● **Aim of the exercise**
Every line from the line containing "Question. Point out every instance of the green grass" to the end of the data must appear in the answer exactly as it appears there, and nothing else.

● **Data provided**
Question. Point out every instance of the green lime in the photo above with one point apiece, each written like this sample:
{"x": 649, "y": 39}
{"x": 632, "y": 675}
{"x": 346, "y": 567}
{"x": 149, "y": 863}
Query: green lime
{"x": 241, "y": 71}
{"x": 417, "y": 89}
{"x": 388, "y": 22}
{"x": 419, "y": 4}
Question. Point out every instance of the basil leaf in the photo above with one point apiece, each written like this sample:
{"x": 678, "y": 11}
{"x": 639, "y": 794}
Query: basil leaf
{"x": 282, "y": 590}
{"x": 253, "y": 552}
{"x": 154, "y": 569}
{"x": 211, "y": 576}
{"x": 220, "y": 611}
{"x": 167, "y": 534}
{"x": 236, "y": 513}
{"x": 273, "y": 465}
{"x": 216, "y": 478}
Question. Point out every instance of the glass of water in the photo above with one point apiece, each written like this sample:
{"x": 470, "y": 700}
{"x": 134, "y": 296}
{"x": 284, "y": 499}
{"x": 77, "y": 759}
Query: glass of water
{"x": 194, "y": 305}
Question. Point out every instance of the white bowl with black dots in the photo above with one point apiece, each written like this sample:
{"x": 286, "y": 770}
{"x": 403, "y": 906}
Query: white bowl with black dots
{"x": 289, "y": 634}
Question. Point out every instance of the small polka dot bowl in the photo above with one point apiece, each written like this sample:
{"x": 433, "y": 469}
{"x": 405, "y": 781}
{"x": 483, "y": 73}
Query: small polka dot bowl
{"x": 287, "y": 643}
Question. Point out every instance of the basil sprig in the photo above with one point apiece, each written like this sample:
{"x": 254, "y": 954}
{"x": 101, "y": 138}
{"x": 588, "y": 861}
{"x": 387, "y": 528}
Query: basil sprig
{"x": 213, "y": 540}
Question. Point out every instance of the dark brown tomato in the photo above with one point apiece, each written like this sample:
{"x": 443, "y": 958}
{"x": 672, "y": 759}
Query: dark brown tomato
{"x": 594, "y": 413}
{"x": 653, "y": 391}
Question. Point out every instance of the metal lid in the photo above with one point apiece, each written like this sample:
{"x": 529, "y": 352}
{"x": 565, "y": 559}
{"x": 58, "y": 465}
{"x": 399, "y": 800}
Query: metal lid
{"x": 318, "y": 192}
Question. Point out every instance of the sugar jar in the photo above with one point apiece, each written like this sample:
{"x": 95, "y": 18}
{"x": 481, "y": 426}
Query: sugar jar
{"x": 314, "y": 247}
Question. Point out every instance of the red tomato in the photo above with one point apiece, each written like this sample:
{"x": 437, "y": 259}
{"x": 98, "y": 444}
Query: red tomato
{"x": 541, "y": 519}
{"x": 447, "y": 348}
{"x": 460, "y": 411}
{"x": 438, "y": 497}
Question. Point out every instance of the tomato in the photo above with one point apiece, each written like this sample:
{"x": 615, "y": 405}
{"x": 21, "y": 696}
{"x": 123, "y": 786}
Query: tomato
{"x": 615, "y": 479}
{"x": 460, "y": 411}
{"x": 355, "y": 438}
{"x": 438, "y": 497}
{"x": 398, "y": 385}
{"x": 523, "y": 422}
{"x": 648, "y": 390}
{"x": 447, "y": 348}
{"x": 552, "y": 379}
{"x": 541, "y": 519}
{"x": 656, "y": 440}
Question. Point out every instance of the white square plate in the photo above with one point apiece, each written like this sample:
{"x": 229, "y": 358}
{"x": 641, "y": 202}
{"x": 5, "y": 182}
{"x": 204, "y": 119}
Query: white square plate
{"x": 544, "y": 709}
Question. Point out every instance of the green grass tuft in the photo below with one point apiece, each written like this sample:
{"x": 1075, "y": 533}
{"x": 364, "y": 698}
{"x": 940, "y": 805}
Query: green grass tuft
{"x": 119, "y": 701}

● **The answer**
Question. Point out every instance of the green grass tuft in the photo below with one point apiece, each written like this sample:
{"x": 1075, "y": 533}
{"x": 364, "y": 698}
{"x": 940, "y": 805}
Query: green grass tuft
{"x": 119, "y": 701}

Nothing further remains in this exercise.